▸ **Estratto della recensione**:
____________________

Nel brano Chismiten Mahamadou Souleymane (alias Mdou Moctar) canta nella sua lingua tuareg: “Per diventare una persona migliore, devi smetterla di essere così geloso e insicuro”. Letto così, tradotto, può sembrare un semplice rimprovero, ma cantato dalla voce dell’artista del Niger, suonato dalla sua chitarra e dalla sua incredibile band, diventa un messaggio trascendente e profondo. Afrique victime è un disco straordinario, che ci mostra i lati di questo progetto che finora avevamo notato solo di sfuggita. Dopo la svolta psichedelica del 2019 con Ilana (The Creator ), la band mette in mostra un suono più grandioso e vivace, ma anche arrangiamenti acustici e meno frenetici, trovando armonie meravigliose che vanno d’accordo con una sincerità sociale e politica. Nell’emozionante canzone che dà il titolo al disco, Mdou Moctar canta: “L’Africa è vittima di tanti crimini, se restiamo in silenzio sarà la fine per noi. Perché sta succedendo questo?”. Vish Khanna, Exclaim!

____________________

▸ **Cosa serve**:
Secondo la recensione, perché il verso di Chismiten sulla gelosia e l'insicurezza non resta un semplice rimprovero? Spiegalo in una-tre frasi. Rispondi basandoti soltanto sulla recensione.

▸ **Voci**:
____________________

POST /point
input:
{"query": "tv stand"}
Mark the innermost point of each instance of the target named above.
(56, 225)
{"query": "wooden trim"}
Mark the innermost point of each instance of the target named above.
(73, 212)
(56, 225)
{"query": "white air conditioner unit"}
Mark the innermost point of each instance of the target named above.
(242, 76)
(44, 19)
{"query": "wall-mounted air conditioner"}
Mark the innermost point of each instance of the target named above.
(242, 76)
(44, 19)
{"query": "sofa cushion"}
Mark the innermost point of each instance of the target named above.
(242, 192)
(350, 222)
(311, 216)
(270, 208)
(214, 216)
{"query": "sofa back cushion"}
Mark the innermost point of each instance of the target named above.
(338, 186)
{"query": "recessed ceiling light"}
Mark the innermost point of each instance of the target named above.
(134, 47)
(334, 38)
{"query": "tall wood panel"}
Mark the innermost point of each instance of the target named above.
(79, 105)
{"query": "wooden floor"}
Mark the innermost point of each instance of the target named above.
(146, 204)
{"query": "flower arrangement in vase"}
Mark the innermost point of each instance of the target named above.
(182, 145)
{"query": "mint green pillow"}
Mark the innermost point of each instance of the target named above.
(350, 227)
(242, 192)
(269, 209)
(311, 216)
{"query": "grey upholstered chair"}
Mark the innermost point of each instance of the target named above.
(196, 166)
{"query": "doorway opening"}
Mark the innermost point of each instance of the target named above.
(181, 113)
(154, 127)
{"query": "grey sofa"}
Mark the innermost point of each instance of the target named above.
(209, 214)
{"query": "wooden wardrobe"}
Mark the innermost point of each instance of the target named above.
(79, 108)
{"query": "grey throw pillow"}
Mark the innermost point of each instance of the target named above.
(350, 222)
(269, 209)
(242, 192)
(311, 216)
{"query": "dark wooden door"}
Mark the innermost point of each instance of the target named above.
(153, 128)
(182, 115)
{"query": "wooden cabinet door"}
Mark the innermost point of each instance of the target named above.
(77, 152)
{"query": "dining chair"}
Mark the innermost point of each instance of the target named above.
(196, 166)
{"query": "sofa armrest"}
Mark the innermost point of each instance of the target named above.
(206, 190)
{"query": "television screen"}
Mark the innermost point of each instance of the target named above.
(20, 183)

____________________

▸ **Risultato**:
Letto in traduzione, il verso può sembrare un semplice rimprovero. Cantato dalla voce dell'artista del Niger e suonato dalla sua chitarra e dalla sua band, però, diventa un messaggio trascendente e profondo.